## [TASK REQUIREMENTS]
Please repeat all of the listing exactly.
* * * *
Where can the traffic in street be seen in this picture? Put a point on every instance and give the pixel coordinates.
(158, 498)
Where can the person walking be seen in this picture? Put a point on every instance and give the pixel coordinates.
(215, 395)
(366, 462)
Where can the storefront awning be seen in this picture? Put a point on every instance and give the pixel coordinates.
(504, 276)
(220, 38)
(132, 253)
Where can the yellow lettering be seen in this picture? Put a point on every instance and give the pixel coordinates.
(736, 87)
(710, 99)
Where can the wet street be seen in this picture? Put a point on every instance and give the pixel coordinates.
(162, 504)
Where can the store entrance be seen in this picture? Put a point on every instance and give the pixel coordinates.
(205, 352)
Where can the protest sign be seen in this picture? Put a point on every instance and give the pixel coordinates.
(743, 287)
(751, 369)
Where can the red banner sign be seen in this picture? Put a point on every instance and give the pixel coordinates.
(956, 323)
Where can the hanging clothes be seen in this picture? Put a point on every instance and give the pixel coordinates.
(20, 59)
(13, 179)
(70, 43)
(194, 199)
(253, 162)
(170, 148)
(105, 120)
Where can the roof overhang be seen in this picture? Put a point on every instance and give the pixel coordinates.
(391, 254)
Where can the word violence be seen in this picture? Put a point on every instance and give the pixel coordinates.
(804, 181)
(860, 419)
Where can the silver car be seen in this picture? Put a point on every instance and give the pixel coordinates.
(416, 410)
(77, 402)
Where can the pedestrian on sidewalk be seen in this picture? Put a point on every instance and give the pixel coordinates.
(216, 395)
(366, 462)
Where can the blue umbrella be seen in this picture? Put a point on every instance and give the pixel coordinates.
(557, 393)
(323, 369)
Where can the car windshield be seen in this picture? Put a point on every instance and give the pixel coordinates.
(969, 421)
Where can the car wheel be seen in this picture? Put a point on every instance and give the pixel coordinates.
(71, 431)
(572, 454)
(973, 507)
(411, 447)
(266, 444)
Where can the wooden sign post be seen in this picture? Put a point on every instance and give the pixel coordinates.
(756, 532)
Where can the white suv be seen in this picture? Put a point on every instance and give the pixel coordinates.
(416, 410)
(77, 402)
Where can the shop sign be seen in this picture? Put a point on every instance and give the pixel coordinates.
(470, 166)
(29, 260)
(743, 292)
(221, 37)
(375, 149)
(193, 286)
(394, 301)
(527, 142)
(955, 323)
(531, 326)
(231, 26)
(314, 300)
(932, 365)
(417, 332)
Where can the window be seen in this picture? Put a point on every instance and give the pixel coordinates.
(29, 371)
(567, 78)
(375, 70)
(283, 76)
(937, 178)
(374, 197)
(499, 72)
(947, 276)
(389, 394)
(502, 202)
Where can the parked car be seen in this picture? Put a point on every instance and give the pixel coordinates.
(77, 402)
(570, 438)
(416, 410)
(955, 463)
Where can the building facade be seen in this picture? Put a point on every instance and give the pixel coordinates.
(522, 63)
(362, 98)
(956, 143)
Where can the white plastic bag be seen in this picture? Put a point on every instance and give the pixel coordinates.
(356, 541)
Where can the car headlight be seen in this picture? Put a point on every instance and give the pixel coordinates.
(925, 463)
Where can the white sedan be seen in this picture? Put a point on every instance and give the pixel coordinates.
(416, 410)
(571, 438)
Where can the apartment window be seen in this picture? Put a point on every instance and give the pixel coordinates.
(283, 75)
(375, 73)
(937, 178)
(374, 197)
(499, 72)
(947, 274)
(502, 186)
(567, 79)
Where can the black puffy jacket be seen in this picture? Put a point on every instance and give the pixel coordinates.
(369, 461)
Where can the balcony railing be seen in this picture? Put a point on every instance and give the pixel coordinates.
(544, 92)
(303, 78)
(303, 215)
* * * *
## [TASK RESPONSE]
Where can the traffic in street be seen in this picture? Put a point on every instance and give the pixel coordinates.
(158, 498)
Where can the person walking be seen in this picture? Put a point on every instance and give the pixel coordinates.
(215, 395)
(366, 462)
Where can the storefront awning be seen in this picture? Put a point on every instance and give the pixel coordinates.
(504, 276)
(220, 38)
(132, 253)
Where can the yellow lettering be seen in this picture? Put a point on every instance and give the pixel coordinates.
(736, 87)
(710, 99)
Where can the wet street be seen in this picture? Put a point on every instance and give the pixel coordinates.
(162, 504)
Where can the store entrance be seen in this picture? Put a point on every instance and give the pixel coordinates.
(205, 352)
Where can the protest sign be seen in this picture? Put a point on every instance and give the pixel coordinates.
(743, 287)
(751, 369)
Where can the red banner sign be seen in this picture? Put a point on every instance and give the pixel coordinates.
(956, 323)
Where can the hanging clothes be seen in this picture? Put a point on every instance and give the pixel coordinates.
(20, 59)
(13, 179)
(70, 43)
(194, 199)
(253, 162)
(170, 148)
(105, 120)
Where can the roof overhang be seen in this picture? Put a point on every instance and give the pixel coordinates.
(391, 254)
Where can the word violence be seen in this picture? Put a point on every instance and give the pixel coordinates.
(804, 181)
(860, 419)
Where can the silver car be seen in this picture? Put a point on every instance and give the pixel coordinates.
(416, 410)
(77, 402)
Where can the pedestrian on sidewalk be seen in this picture? Put a point on every instance and give the pixel coordinates.
(216, 395)
(366, 462)
Where can the blue umbrella be seen in this picture? Put a point on every instance and give the pixel coordinates.
(557, 393)
(323, 369)
Where can the car windshield be seen in this picture? Put a point on every instance and give the pixel coordinates.
(969, 421)
Where can the car wheel be seen in this picture? Put a point on every instance and give the pixel coordinates.
(71, 431)
(572, 454)
(973, 507)
(411, 447)
(266, 444)
Where can the wooden sign post be seen in this picture? Put a point on every instance and give the pixel coordinates.
(756, 532)
Where can the white suv be seen in this picture? Put a point on every instance and give the pixel coordinates.
(416, 410)
(77, 402)
Where can the shop sign be seen in this picture? Put a point on every instance and give the pixel coordinates.
(470, 166)
(29, 260)
(743, 292)
(221, 37)
(375, 149)
(193, 286)
(394, 301)
(527, 142)
(955, 323)
(531, 326)
(231, 26)
(314, 300)
(932, 365)
(417, 332)
Where can the window be seen in this picture? Put a point on every instance and give the pixel coordinates.
(29, 371)
(567, 78)
(375, 70)
(283, 76)
(937, 178)
(374, 197)
(499, 72)
(947, 276)
(389, 394)
(502, 202)
Where can the parked car be seen in this picture? Put a point on every instance and give the pixel coordinates.
(77, 402)
(570, 438)
(416, 410)
(955, 463)
Where can the building facade be seen in this picture? Put a point on every instance and give the pixel coordinates.
(522, 63)
(362, 98)
(956, 143)
Where can the white plastic bag be seen in this picture? Put a point on every instance and give the pixel coordinates.
(356, 541)
Where can the car headlight be seen in this picture? Put a point on every instance and give the pixel coordinates.
(925, 463)
Where can the white sedan be seen in this picture? Put a point on every instance and give the pixel coordinates.
(416, 410)
(571, 438)
Where can the apartment window be seen in this picture? Put a point on every instance and give the pixel coordinates.
(283, 75)
(375, 73)
(937, 178)
(374, 197)
(499, 72)
(947, 274)
(502, 186)
(567, 79)
Where can the black puffy jacket be seen in this picture? Put a point on every instance and give the pixel coordinates.
(369, 461)
Where can the balcony railing be seen in this picture? Put a point on every instance and give the pixel coordinates.
(544, 92)
(303, 78)
(303, 215)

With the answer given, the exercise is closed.